Exercise task. Decide whether each statement below agrees with the excerpt on postwar help. Answer yes or no for each, quoting the excerpt's deciding words. 1. Help for the families of those killed in the war should continue for as long as it is needed. 2. Empathy and sympathy are enough for those left behind by the war deaths. 3. The spiritual vacuum of returning service personnel might be filled through specifically religious programs.

The returning service personnel are seriously disadvantaged from the spiritual and religious point of view having lost all contact with this section of their heritage. It is a vacuum that we will have to seek to fill - possibly through specifically religious programmes - since any life stripped of its spiritual dimension will act negatively on both the individual and the society into which he is to be reinserted.

 Those children of ours who, because of this war, have been crippled or maimed will require particular help if they are once again to become confident members of society.

 As with the physically challenged, special care will be required for the families of those who have been killed during the war. Such help should also take into account the social, economic and political changes that have occurred since these events took place and they should be continued for as long as they may be needed.

 20.The war deaths constitute an unfillable gap in the lives of those they have left behind. We understand that pain and empathise with it but empathy and sympathy are not enough. We are duty bound to back up our words of consolation with practical help which most usefully might take the form of financial security on the one hand and social stability on the other i.e. by doing our utmost to ensure that we shall never go to war again. The death of these precious children of ours must not be seen to have been in vain.

Records supplied.
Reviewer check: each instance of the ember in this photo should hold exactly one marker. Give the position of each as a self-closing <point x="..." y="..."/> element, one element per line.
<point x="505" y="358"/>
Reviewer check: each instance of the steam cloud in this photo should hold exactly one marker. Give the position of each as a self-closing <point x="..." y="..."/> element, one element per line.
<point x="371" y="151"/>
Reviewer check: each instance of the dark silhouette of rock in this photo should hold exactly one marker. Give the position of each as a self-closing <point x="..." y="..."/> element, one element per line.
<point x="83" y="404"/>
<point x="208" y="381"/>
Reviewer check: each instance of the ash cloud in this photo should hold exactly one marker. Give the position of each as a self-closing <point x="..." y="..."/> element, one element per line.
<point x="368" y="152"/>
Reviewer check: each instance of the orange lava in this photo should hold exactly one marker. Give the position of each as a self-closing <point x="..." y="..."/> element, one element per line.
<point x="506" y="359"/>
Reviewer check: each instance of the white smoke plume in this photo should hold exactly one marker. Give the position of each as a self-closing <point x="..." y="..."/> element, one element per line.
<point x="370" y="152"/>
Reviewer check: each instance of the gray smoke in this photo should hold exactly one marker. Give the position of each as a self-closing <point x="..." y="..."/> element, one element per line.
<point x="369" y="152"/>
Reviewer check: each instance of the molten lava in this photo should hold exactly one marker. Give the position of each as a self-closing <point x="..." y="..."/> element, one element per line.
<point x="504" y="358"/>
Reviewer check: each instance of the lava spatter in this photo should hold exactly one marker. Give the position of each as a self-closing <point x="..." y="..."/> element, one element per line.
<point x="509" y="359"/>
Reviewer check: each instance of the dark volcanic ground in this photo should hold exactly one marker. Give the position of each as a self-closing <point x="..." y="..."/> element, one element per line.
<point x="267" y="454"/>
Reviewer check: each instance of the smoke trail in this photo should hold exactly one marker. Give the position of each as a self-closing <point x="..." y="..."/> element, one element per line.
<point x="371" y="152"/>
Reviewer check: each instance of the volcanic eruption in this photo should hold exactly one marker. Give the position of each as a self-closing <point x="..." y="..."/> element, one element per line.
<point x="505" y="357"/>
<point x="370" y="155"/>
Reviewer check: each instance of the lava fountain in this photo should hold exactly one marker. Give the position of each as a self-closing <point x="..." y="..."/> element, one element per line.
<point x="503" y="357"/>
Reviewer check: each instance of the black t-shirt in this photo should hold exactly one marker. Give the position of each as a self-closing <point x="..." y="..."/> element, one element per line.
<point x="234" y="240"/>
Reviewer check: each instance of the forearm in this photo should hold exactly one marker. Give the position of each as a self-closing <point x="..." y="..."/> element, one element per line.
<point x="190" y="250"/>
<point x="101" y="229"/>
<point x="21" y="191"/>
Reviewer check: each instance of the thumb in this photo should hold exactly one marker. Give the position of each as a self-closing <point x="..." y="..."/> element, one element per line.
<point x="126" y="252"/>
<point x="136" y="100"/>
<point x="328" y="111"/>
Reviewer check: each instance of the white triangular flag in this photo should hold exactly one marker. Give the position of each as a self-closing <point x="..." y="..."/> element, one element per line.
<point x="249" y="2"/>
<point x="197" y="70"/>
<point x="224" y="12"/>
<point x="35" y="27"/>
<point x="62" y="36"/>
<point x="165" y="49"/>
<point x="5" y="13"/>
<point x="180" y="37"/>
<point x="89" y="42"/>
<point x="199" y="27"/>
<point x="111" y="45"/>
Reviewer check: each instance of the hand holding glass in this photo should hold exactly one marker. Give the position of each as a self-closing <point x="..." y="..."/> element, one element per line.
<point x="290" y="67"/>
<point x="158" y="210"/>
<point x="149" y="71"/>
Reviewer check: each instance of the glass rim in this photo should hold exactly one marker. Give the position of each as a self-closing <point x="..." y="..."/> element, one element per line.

Solved exercise.
1. Yes: "they should be continued for as long as they may be needed."
2. No: "empathy and sympathy are not enough."
3. Yes: "possibly through specifically religious programmes"